(Collected data)

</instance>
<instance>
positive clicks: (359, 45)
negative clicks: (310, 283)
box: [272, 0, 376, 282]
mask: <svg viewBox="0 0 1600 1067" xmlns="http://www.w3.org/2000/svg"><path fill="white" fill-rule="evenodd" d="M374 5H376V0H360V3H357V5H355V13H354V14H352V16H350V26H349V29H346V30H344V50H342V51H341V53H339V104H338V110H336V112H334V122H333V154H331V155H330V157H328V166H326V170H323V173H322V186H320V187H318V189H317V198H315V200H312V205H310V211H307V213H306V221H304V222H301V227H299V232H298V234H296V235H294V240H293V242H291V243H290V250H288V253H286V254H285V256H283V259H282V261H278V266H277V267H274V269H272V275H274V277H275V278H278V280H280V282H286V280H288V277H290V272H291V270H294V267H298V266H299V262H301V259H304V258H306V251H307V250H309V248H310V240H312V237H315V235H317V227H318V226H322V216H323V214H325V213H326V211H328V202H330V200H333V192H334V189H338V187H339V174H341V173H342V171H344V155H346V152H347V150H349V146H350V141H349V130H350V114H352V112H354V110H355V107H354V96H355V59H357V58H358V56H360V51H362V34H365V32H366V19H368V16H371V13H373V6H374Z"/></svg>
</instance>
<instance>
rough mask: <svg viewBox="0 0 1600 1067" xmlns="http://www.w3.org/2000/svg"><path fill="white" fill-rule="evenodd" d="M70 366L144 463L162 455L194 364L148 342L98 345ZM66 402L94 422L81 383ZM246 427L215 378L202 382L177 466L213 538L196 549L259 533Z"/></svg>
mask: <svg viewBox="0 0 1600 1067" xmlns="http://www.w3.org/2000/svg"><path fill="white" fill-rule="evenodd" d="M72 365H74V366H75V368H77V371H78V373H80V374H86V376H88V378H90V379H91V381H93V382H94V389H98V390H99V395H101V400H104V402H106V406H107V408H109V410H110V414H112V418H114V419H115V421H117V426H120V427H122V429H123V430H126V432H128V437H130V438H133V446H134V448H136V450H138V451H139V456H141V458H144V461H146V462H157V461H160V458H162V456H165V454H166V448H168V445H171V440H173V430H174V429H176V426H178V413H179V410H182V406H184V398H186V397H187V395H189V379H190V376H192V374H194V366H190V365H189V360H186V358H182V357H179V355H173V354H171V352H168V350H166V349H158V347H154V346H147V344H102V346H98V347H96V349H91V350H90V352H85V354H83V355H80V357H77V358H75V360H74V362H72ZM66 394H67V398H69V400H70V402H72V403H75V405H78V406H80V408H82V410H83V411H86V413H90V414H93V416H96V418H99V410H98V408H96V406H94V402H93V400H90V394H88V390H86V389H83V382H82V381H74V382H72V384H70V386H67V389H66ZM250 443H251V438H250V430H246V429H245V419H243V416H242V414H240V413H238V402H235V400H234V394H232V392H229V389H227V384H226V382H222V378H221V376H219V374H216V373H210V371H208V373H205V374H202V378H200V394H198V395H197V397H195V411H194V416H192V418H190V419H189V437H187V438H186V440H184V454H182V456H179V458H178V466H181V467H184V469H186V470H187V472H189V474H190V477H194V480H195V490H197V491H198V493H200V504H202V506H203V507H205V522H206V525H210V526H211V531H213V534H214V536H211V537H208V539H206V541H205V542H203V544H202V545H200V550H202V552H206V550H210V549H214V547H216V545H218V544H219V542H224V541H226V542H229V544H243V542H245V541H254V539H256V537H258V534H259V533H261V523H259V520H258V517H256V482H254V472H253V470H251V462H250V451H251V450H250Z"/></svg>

◆ The problem ◆
Extract each line from the entries above that contains the string "clicks".

◆ Final answer ◆
positive clicks: (359, 45)
negative clicks: (310, 283)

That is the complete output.